> [Action item]
Extend the essay on storytelling and shading characters below, picking up after its last sentence.

> [Document extract]
★ ★ ★ ★ ★ ★ ★

The Matriarchal Story As Koh Mask: Shading characters to give them depth

As someone who writes fiction and nonfiction, I am not one of those people who believe that storytelling requires training. It is absolutely innate. Toddlers tell stories. We are wired to understand storytelling.

What requires training is storyselling. Manipulating facts to spin a narrative to make you sound perfect and anyone who disagrees with you as always evil takes gumption, arrogance, and having to remember a lot of stupid lies that make no sense. Yes, it is a waste of life activity. Yes, you are ultimately a dweeb and moron if you do it, even if you have a medical degree. Yes, no one who matters cares for your propaganda or believes it, and the only people falling for it are people as clueless as you.

Let’s forget about strategic cheerleading and slandering as a storytelling device.

Let’s talk about the fun of being a storyteller.

You are a creator and your creation is figments. They are real. I always said atheists never got to Piaget’s Stage Four of cognitive development. God exists. He may be a figment of our collective imagination, or we may be figments in His imagination. Or maybe both.

★ ★ ★ ★ ★ ★ ★

Collected data:
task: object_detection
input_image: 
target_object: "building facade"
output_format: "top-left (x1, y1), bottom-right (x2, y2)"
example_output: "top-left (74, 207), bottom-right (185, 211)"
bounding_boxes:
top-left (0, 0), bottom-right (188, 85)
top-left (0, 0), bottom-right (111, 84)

★ ★ ★ ★ ★ ★ ★

> [Response below]
But there is a great story in there.

In fact, there are infinite stories in there alone.

We can have countless riveting stories about God as a creator who is also created by His creations.

Let alone all the other infinite things we can eternally write stories about.

As a storyteller, everything exists. Your world is limited only by your imagination and timidity.

In fact, you can write one story. Just one. You can write one story, but shade it in such a way, that you have infinite stories in that single one.

How?

It is simple if you are a Matriarchal Storyteller.

The Matriarchal is all about weaving threads. It is creating One from Infinity. A single story can take infinite angles, just as you can glean infinite wisdom from observing a single rock. That is no small feat, but with Matriarchal Storytelling, it is child’s play.

In Japanese theatre, wooden masks can seem to change expression by altering the lighting alone. Light is but a single entity, and the mask is a static and unchanging object, but used together, a single mask can have multiple expressions.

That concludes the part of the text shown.